Tasks to carry out -
[a] In the text on the gender wage gap, rewrite the part between "1. Despite Professional" and "more than $50,000.", inclusive, swapping "salaries" for "wages".
[b] Answer these questions from the text on the gender wage gap:
(i) What date is given for Equal Pay Day?
(ii) How far into the future could the problem go on if it is not properly dealt with?
(iii) What share of the gap was due to unknown factors?
[c] Go on with the text on the gender wage gap from its last sentence.
start Selected text
The gender wage gap issue in the United States is one that has been tackled on and off for years. Earlier this year, as April 12 or Equal Pay Day approached, the issue once again surfaced. Although today’s working women have achieved professionally, there is still a significant gap in terms of earnings. The primary factors that contribute to this as education, occupation type, work hours, experience, and of course, gender discrimination. According to reports, if this issue is not adequately addressed, the problem can go on for years, even as far away into the future as the 2050s.

One of the first things that need to be done is to acknowledge the problem. It is about time that concerned individuals and groups recognize the continuing presence of gender income inequality in the United States. Here are five reasons that help prove this.

1. Despite Professional Advancement, Women Still Earn Less Than Men According to a 2016 Report

Reports that came out earlier this year acknowledge the gender pay gap by indicating that in 2014, American women received salaries that were 79% lesser than the total pay men received. As per the American Association of Women University study, women’s median annual earnings amounted to only $39, 621 compared to the men’s more than $50,000.

2. Gender Discrimination Still Exists

Although there are research suggesting experience, occupation type, and the industry involved as the contributors to the gender pay gap, the primary reason is still gender discrimination. Others may argue that women receive less because they are most likely to leave their jobs to take care of their families (especially those with babies). This, however, has no significant effect on women’s salaries as per a research that used men and women with similar backgrounds. Over 30% of the gap was due to unknown factors.
end Selected text
start Information supplied
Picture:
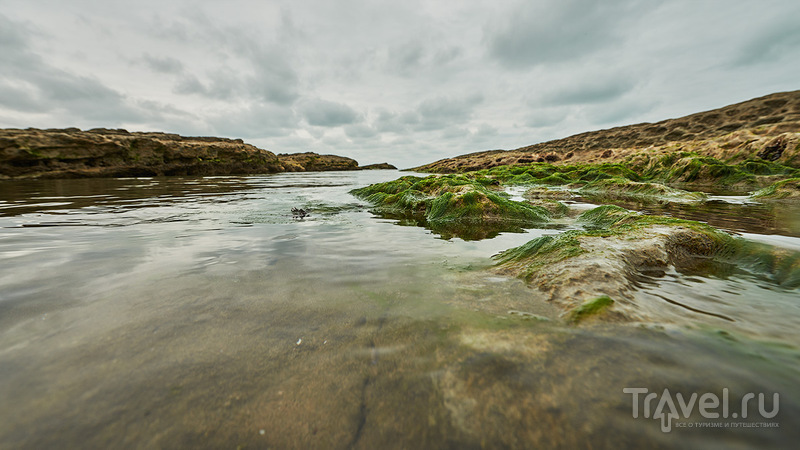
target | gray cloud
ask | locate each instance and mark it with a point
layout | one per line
(780, 40)
(255, 120)
(535, 33)
(165, 64)
(591, 90)
(439, 112)
(400, 123)
(324, 113)
(421, 79)
(30, 84)
(360, 131)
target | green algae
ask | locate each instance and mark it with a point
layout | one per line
(785, 189)
(539, 252)
(699, 247)
(679, 168)
(453, 205)
(590, 308)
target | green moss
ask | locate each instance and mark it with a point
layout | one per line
(591, 308)
(622, 188)
(453, 205)
(541, 251)
(789, 188)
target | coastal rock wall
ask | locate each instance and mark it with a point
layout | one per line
(102, 152)
(72, 153)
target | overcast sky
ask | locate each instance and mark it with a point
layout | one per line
(405, 82)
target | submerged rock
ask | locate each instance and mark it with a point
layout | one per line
(782, 190)
(618, 248)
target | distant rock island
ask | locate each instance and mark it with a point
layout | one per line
(765, 128)
(102, 152)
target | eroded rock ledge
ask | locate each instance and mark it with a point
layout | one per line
(101, 152)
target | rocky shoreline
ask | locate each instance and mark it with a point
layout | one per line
(101, 152)
(593, 270)
(765, 128)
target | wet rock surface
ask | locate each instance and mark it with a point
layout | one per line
(766, 128)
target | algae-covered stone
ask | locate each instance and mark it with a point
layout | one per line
(782, 190)
(622, 188)
(618, 248)
(454, 205)
(591, 308)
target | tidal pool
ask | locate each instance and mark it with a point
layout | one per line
(198, 312)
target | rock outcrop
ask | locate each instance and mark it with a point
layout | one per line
(766, 128)
(313, 162)
(101, 152)
(378, 166)
(72, 153)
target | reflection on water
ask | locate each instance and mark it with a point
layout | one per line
(729, 213)
(197, 312)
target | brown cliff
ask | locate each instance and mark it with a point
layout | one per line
(766, 128)
(101, 152)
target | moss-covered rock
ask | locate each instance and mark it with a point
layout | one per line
(624, 189)
(453, 205)
(591, 308)
(618, 247)
(782, 190)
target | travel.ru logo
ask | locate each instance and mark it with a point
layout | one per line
(666, 408)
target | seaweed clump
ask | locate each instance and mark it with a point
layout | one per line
(590, 308)
(453, 205)
(782, 190)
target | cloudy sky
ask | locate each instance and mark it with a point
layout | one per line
(405, 82)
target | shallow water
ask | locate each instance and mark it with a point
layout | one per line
(197, 312)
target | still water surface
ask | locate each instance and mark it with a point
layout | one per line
(197, 312)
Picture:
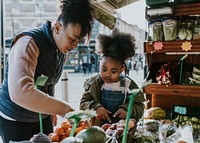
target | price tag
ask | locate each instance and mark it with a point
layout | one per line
(180, 110)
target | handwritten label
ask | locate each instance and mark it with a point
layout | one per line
(180, 110)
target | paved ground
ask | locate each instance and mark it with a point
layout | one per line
(75, 88)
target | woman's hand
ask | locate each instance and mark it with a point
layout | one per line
(103, 113)
(54, 120)
(121, 113)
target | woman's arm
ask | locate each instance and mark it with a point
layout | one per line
(22, 64)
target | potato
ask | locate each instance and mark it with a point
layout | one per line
(120, 131)
(105, 126)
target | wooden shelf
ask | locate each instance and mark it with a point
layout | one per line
(187, 9)
(173, 90)
(172, 46)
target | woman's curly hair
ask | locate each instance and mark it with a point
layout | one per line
(76, 11)
(120, 46)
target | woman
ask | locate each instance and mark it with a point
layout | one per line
(41, 51)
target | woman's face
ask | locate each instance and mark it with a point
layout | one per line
(66, 37)
(110, 69)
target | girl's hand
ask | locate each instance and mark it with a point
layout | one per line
(54, 120)
(103, 113)
(121, 113)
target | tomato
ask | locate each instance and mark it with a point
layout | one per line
(59, 131)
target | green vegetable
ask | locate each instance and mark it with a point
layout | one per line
(94, 134)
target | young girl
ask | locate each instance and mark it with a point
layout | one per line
(107, 92)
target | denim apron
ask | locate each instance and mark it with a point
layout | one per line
(111, 100)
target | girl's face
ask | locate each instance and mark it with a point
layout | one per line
(110, 69)
(66, 37)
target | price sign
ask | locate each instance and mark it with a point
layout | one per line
(180, 110)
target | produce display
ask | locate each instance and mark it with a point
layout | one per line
(195, 79)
end Information supplied
Written answers -
[a]
1. Despite Professional Advancement, Women Still Earn Less Than Men According to a 2016 Report

Reports that came out earlier this year acknowledge the gender pay gap by indicating that in 2014, American women received wages that were 79% lesser than the total pay men received. As per the American Association of Women University study, women’s median annual earnings amounted to only $39, 621 compared to the men’s more than $50,000.

[b]
(i) April 12
(ii) As far as the 2050s
(iii) Over 30%

[c]
3. Women who are Fresh Graduates Earn Lesser Than Their Male Counterparts

In the research conducted by the AAUW, results indicated that women who graduated and found work received at least 80% less in salaries one year later as compared to male graduates. These two groups have similar educational background and experience.

A female worker who finds a job immediately after graduating from college, ahead of a male worker who finished the same course and graduated at the same time, is expected to earn more one year later. What usually happens, though, is that the female worker ends still earning less than the male worker one year later, even if she started working first and therefore has a longer experience than her male counterpart. In relation with this, even if more women are now completing their college degrees, it is still the men who get the best salary deals.

4. Men Earn More than Women Even When They Have the Same Profession

One of the things that some people say contribute to women’s lesser pay rates is their choice of occupation. This was debunked last year by an article that came out on Newsweek that in the case of surgeons, women surgeons earn $756 less every week than their male counterparts, who earn salaries that are higher by more or less 37%.

Also, according to 2015 reports from the Bureau of Labor Statistics in the U.S., women receive higher pay than men in only five occupations/job types. Bookkeeping/accounting/auditing (clerks), data entry workers, buyers or wholesale and retail products (except those that are farm-related), (sheriff’s) patrol officers and the police, and office clerks in general. Surprisingly, women do not earn more than men in fields where they are supposed to be their expertise: nursing (registered), housekeeping/maid services, and teaching, particularly in the elementary and middle levels.

5. Work Done by Women Are Not as Highly Valued as Those by Men

According to a March 2016 New York Times article, the work that women do is not highly valued when compared to those of male workers’. Even when they have better educational background and experience, women’s work is still not given the importance of value it deserves. This is a definite example of gender discrimination.

Although it can be an answer to the gender inequality problem in the United States, the Paycheck Fairness Act is still a long way from becoming law. It has been a bill since the late 1990s, but the Congress has yet to pass it into law.